[BEGIN]

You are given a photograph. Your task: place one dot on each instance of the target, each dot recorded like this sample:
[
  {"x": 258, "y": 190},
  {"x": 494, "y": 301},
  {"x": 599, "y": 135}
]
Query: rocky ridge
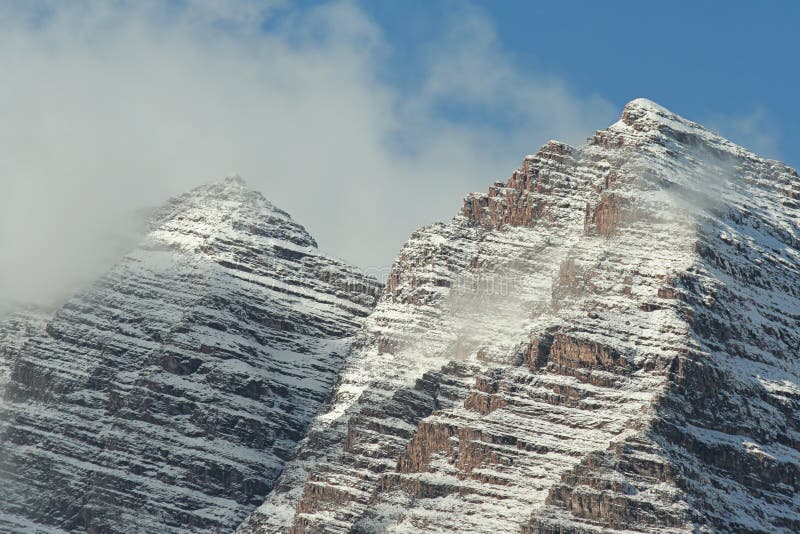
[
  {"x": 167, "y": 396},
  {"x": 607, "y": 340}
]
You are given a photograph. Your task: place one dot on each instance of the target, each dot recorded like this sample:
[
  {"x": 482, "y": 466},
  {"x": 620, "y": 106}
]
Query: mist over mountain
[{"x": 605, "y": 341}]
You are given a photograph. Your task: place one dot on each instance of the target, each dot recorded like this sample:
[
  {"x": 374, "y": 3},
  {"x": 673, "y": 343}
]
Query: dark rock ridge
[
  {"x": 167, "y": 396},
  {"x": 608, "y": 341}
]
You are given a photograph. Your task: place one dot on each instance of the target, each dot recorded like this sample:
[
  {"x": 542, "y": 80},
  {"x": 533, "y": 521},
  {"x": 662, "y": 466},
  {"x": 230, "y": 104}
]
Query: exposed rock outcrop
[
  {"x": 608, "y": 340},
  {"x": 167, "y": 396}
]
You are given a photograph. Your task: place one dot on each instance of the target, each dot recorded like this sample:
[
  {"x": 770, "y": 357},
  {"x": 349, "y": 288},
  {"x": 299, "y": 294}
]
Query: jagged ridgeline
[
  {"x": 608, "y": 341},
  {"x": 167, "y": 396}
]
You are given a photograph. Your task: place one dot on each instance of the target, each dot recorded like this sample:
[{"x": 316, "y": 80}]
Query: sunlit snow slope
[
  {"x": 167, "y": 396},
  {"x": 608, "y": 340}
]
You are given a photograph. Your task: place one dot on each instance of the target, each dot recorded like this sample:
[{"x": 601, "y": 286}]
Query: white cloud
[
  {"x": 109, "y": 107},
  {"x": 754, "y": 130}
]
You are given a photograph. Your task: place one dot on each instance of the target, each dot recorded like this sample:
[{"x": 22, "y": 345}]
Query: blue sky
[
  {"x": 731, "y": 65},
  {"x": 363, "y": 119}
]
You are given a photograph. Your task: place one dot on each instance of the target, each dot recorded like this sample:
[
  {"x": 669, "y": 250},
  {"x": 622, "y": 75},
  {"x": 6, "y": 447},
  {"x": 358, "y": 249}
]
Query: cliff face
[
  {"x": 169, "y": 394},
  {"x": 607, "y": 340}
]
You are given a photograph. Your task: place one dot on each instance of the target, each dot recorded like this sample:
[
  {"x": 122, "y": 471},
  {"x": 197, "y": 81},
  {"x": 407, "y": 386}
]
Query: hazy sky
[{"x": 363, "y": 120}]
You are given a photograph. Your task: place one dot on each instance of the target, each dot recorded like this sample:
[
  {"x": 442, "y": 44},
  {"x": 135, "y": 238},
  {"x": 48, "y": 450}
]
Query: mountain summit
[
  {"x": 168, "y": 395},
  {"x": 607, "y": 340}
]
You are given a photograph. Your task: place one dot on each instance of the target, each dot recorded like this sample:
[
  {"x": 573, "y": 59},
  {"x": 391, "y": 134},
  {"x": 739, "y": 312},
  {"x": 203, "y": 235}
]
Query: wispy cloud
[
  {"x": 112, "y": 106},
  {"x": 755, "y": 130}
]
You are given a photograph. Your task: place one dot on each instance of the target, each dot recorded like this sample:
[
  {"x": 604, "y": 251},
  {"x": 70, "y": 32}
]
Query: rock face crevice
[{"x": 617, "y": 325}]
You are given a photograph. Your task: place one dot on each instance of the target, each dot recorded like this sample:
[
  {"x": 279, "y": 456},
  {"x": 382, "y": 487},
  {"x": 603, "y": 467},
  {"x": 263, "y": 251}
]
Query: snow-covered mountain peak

[END]

§ **Stated goal**:
Write out every entry again word for word, without any of the pictures.

§ **Reply to the exercise**:
You are given a photograph. Your task: place one dot on each instance of the target, each dot recorded like this sample:
[
  {"x": 258, "y": 190},
  {"x": 494, "y": 301},
  {"x": 599, "y": 135}
]
Query: rocky ridge
[
  {"x": 167, "y": 396},
  {"x": 607, "y": 340}
]
You are given a photograph. Your task: place one dot on each instance of the target, each dot recorded like this sample:
[
  {"x": 482, "y": 466},
  {"x": 620, "y": 106}
]
Query: mist over mountain
[{"x": 605, "y": 341}]
You are given a photograph. Your task: place one dot on each instance of the target, each dot recorded like this sample:
[
  {"x": 374, "y": 3},
  {"x": 673, "y": 343}
]
Query: dark rock ridge
[
  {"x": 167, "y": 396},
  {"x": 608, "y": 341}
]
You are given a photograph. Your task: place one dot on each instance of the target, each dot recorded like this sample:
[
  {"x": 542, "y": 80},
  {"x": 533, "y": 521},
  {"x": 662, "y": 466},
  {"x": 230, "y": 104}
]
Query: exposed rock outcrop
[
  {"x": 608, "y": 340},
  {"x": 167, "y": 396}
]
You are given a photograph. Your task: place one dot on each instance of the target, each dot recorded like this sample:
[
  {"x": 770, "y": 357},
  {"x": 349, "y": 288},
  {"x": 299, "y": 294}
]
Query: jagged ridgeline
[
  {"x": 608, "y": 341},
  {"x": 167, "y": 396}
]
You are given a photograph. Your task: place one dot on each instance of the target, each dot recorded like this sample:
[{"x": 316, "y": 80}]
Query: sunlit snow slope
[
  {"x": 167, "y": 396},
  {"x": 608, "y": 340}
]
You are given a photograph. Your task: place one dot on each instance of the target, each dot recorded like this sample:
[{"x": 601, "y": 286}]
Query: white cloud
[
  {"x": 109, "y": 107},
  {"x": 754, "y": 130}
]
You are given a photograph. Your task: place one dot on each instance of the target, each dot recorded like this sample:
[{"x": 22, "y": 345}]
Query: blue sky
[
  {"x": 731, "y": 65},
  {"x": 363, "y": 119}
]
You are given a photograph. Your task: place one dot on each instance of the target, each dot recorded like this sample:
[
  {"x": 669, "y": 250},
  {"x": 622, "y": 75},
  {"x": 6, "y": 447},
  {"x": 358, "y": 249}
]
Query: cliff face
[
  {"x": 169, "y": 394},
  {"x": 607, "y": 340}
]
You are given a photograph. Your task: place one dot on each instance of the target, each dot recorded like this sample:
[
  {"x": 122, "y": 471},
  {"x": 197, "y": 81},
  {"x": 407, "y": 386}
]
Query: hazy sky
[{"x": 363, "y": 120}]
You are given a photograph. Your task: place one dot on each instance of the target, each dot recorded like this sample:
[
  {"x": 442, "y": 44},
  {"x": 135, "y": 238},
  {"x": 48, "y": 450}
]
Query: mountain summit
[
  {"x": 168, "y": 395},
  {"x": 607, "y": 340}
]
You are given a photograph. Your task: place one dot on each instance of the target, each dot recorded like this sample:
[
  {"x": 573, "y": 59},
  {"x": 391, "y": 134},
  {"x": 739, "y": 312},
  {"x": 203, "y": 235}
]
Query: wispy cloud
[
  {"x": 112, "y": 106},
  {"x": 755, "y": 130}
]
You are given a photograph. Your task: place one dot on each instance of the target, each dot recorded like this sample:
[
  {"x": 604, "y": 251},
  {"x": 70, "y": 32}
]
Query: rock face crevice
[{"x": 617, "y": 325}]
You are given a photograph. Your task: place one dot on each instance of the target, each dot recorded like this sample:
[
  {"x": 279, "y": 456},
  {"x": 382, "y": 487},
  {"x": 603, "y": 467},
  {"x": 263, "y": 251}
]
Query: snow-covered mountain peak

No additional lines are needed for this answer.